Первый исполнитель «Над небом голубым…», собственно автор соединения текста и музыки – Алексей Хвостенко, эмигрант во Франции, как и Бунин. Осенней парижской ночью шел по бульвару…
А потом эту песню запел Гребенщиков, ностальгия по ностальгии.
И далее: она инсталлирована в попсовый фильм «Асса» и становится достоянием масс – гимном юности нескольких поколений… Кристально-мутный микс.
Когда концерт Гребенщикова у меня на квартире закончился, я принял на себя функции администратора – и собрал с публики деньги. Жест гостеприимства, стоивший
известного напряжения. И было это, помнится, первый и последний раз. (Так же, как сбор денег на школьные завтраки за пару лет до этого: я служил учителем литературы в школе и пару месяцев неудачно пытался подвизаться в роли классного руководителя – деньги на завтраки у меня тут же выкрали из ящика учительского стола.) С пачкой купюр в руках подошел к Гребенщикову, стоявшему в середине гостиной. Какие-то люди уходили, кто-то роился вокруг… Я сказал: «Спасибо, Борис», – и протянул деньги. Он резко поморщился, опустив глаза, и прошел мимо. Я застрял в недоумении на том же месте с протянутой рукой – но в которой были деньги. А через несколько секунд ко мне подошел его басист Дюша, ласково поблагодарил и взял гонорар. Я был неприятно шокирован поведением кумира, его, как мне показалось, неуместным снобизмом и так далее. Меж тем в этом эпизоде содержалось совершенно другое. Получение денег за концерт – это был момент серьезного риска для артиста, типа циркового номера, когда замолкает музыка… По советским законам такой заработок считался уголовным преступлением.Один мой тогдашний близкий знакомый, когда организовал такой же концерт Петра Мамонова у себя дома, потом заперся с ним в ванной, еще до этого слегка подождав, когда бльшая часть публики разойдется, – и так передал ему деньги…
Мамонов брал с публики меньше, насколько я помню: не пять рублей, а три. Но это и вообще был иной образ. Человечней.

Записи разметки контуров
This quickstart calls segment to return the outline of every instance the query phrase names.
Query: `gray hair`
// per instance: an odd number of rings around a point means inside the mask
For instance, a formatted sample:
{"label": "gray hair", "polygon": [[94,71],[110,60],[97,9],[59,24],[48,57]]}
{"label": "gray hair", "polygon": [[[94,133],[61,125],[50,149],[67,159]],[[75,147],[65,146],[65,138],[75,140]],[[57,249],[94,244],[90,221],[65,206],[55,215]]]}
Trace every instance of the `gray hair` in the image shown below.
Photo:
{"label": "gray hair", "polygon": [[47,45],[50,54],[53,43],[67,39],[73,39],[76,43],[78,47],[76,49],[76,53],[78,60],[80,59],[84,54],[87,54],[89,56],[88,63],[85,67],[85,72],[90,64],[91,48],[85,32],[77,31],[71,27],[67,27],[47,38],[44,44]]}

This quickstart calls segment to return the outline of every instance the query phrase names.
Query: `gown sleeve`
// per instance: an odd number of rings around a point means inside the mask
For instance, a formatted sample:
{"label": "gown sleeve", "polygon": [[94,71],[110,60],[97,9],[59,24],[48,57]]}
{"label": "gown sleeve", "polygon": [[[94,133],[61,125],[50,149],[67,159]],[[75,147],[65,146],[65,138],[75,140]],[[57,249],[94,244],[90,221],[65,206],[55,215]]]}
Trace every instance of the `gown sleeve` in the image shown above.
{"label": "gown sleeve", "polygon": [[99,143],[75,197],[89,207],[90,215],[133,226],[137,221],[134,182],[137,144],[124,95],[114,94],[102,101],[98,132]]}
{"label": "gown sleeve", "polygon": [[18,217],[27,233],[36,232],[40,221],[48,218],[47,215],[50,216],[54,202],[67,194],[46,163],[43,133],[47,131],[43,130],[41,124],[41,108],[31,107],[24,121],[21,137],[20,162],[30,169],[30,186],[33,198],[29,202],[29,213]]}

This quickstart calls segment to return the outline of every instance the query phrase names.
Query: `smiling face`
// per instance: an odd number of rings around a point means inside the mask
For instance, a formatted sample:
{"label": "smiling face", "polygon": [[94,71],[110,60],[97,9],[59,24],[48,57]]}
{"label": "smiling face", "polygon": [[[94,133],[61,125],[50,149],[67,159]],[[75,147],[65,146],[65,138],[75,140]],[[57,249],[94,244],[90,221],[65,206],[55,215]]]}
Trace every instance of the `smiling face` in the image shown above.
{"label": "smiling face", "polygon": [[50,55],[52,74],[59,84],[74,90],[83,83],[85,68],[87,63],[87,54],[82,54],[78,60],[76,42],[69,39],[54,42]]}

...

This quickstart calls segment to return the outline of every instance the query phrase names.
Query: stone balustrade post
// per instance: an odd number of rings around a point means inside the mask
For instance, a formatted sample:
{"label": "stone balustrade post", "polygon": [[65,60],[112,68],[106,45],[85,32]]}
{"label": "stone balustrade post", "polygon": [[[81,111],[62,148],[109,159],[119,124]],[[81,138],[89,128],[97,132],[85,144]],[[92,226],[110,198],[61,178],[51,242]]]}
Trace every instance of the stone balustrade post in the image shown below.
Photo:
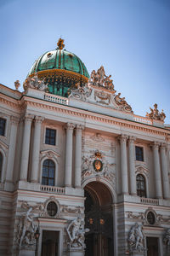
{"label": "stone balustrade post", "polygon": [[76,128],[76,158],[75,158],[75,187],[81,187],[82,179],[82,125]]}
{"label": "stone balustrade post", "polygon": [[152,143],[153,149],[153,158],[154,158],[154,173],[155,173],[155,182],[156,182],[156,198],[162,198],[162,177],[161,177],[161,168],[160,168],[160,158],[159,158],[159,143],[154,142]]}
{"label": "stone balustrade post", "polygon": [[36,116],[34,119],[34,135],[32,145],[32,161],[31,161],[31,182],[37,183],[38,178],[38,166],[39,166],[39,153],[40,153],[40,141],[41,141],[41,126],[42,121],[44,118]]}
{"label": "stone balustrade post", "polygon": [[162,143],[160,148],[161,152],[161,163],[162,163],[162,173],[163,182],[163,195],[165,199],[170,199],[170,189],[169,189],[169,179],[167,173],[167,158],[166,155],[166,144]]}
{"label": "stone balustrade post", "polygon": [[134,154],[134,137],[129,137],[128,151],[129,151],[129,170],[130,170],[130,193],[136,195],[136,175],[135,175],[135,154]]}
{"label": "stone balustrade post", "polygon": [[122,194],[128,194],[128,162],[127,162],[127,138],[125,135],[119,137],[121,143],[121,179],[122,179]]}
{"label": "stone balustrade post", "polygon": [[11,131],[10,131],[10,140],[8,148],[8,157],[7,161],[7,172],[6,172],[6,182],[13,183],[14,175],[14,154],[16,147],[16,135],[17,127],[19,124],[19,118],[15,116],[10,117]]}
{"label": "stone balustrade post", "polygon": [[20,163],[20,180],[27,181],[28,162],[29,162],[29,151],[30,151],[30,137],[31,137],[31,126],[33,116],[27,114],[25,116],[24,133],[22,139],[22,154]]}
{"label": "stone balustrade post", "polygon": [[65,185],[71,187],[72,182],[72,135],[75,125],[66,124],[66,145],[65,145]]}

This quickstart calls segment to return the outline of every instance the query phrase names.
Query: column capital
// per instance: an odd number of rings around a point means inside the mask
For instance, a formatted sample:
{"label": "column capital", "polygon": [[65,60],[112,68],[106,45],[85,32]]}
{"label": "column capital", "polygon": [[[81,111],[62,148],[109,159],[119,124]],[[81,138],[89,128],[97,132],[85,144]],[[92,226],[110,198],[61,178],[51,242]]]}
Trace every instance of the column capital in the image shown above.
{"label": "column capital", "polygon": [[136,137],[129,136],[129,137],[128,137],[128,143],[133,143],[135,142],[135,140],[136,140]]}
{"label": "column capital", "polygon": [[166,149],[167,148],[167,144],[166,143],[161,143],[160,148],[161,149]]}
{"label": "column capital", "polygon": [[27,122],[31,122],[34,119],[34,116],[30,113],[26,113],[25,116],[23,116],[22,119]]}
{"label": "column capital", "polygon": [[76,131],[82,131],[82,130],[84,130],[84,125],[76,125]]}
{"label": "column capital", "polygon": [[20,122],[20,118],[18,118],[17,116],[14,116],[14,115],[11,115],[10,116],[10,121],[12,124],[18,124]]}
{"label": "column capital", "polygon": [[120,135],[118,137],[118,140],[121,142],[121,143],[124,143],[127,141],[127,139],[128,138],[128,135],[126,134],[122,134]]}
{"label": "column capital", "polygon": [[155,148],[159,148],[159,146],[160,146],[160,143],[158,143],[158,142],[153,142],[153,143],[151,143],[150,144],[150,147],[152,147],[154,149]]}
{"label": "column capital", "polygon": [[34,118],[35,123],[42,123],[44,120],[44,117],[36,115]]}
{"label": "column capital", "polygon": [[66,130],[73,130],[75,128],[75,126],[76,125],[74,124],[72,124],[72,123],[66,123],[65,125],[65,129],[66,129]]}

Задания:
- a) Кто, согласно отрывку о домашних концертах, в итоге принял у рассказчика деньги за выступление Гребенщикова?
- b) Продолжите отрывок о домашних концертах Гребенщикова и Мамонова, начав сразу после его последнего предложения.

Ответы к заданиям:
- a) Басист Гребенщикова Дюша.

- b)
Тот же знакомый, который передал ему деньги в ванной после концерта в своей квартире, говорил потом, что Мамонов попросил показать, где ближайший винный. Они вышли вместе, один за вином, другой за традиционным кексиком к чаю для оставшихся после вечера гостей. Договорились встретиться на углу. Выйдя через десять минут, хозяин квартиры не нашел Мамонова на оговоренном месте. Зайдя в магазин, не обнаружил его и там. Стал искать – нет нигде, хотя пятачок маленький… И вдруг увидел: сидит на корточках у стенки, как полстраны сидит после работы в районе винных магазинов и в сквериках. Слился с пейзажем.
Мамонов, конечно, не «человек из народа». Во всяком случае не больше чем Гребенщиков. Человек «из народа» вряд ли переводил бы стихи с норвежского – печатая их в соответствующих антологиях и получив в этом качестве известное профессиональное признание. И вряд ли знал бы английский язык «в совершенстве», как пишут в его биографиях в разных источниках. Дело в образе.
Если Гребенщиков – это наш коктейль рок-красоты и гламурности Дэвида Боуи и кельтского волшебства в духе Лорины МакКенит, то Мамонов, по-видимому, соотносится со сценическим образом и пластикой Дэвида Бирна и стилистикой Тома Уэйтса.
У Уэйтса вроде бы «деструкция» музыки и чувств, но когда та же его же песня перепевается – например, Trampled Rose в кавере «просто красивой» Элисон Краусс (вместе с Робертом Плантом) или Green Grass в версии бразильской джазовой певицы Сибелл, то оказывается, что все внутри с самого начала оставалось на своих местах, «держалось в уме» и у Уэйтса: и любовь, и отношение к жизни, к смерти и к искусству. Как в сказке, где с виду – чудовище, а на самом-то деле заколдованный принц… И, чтобы расколдовать, нужно заклятие: понимание кодов культурной вменяемости.
Или как в сакраментальном примере «постмодернистской» психологической ситуации, популярном в 80-е: современный человек не может выговорить вот так пафосно-прямо «я тебя люблю», а только – «как сказали бы в старые времена, я тебя люблю».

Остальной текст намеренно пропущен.